— Begin Document excerpt —

Despite the implied “Grotesque”-ness of Lowell’s title, there is no negative connotation here. In fact, Lowell had nothing but admiration for Stravinsky’s music. Schober goes on to argue that Lowell helped to take elements of Stravinsky’s Russian folklorist idiom (as exemplified in Three Pieces) and transform them into the then-in-vogue American modernist concept of primitivism.

 

My aim has been a further musical transformation. While Lowell’s poem was influenced by the sound qualities and folklorist gestures of Stravinsky’s pieces, I wish to complete the circle and return these words to music. I have taken cues from both of these artists. I use much of the original musical content of Stravinsky’s pieces (motives, pitch content, entire phrases verbatim), but I also add further dimensions of timbral interest and color in scoring for instruments suggested by Lowell’s poem: the drums, organ, and voices in my setting are all suggested by her text; they complement the original quartet of strings given by Stravinsky.

— End Document excerpt —

Write out everything in the passage on Lowell and Stravinsky from "Despite the implied" down to "concept of primitivism.", keeping every word and punctuation mark unchanged.

— Begin Provided data —

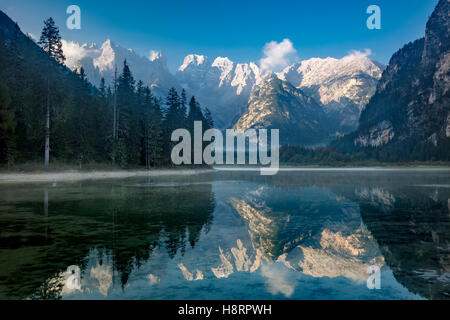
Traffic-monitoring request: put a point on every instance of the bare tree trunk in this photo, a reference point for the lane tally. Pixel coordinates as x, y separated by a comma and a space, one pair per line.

— End Provided data —

* **Expected output**:
Despite the implied “Grotesque”-ness of Lowell’s title, there is no negative connotation here. In fact, Lowell had nothing but admiration for Stravinsky’s music. Schober goes on to argue that Lowell helped to take elements of Stravinsky’s Russian folklorist idiom (as exemplified in Three Pieces) and transform them into the then-in-vogue American modernist concept of primitivism.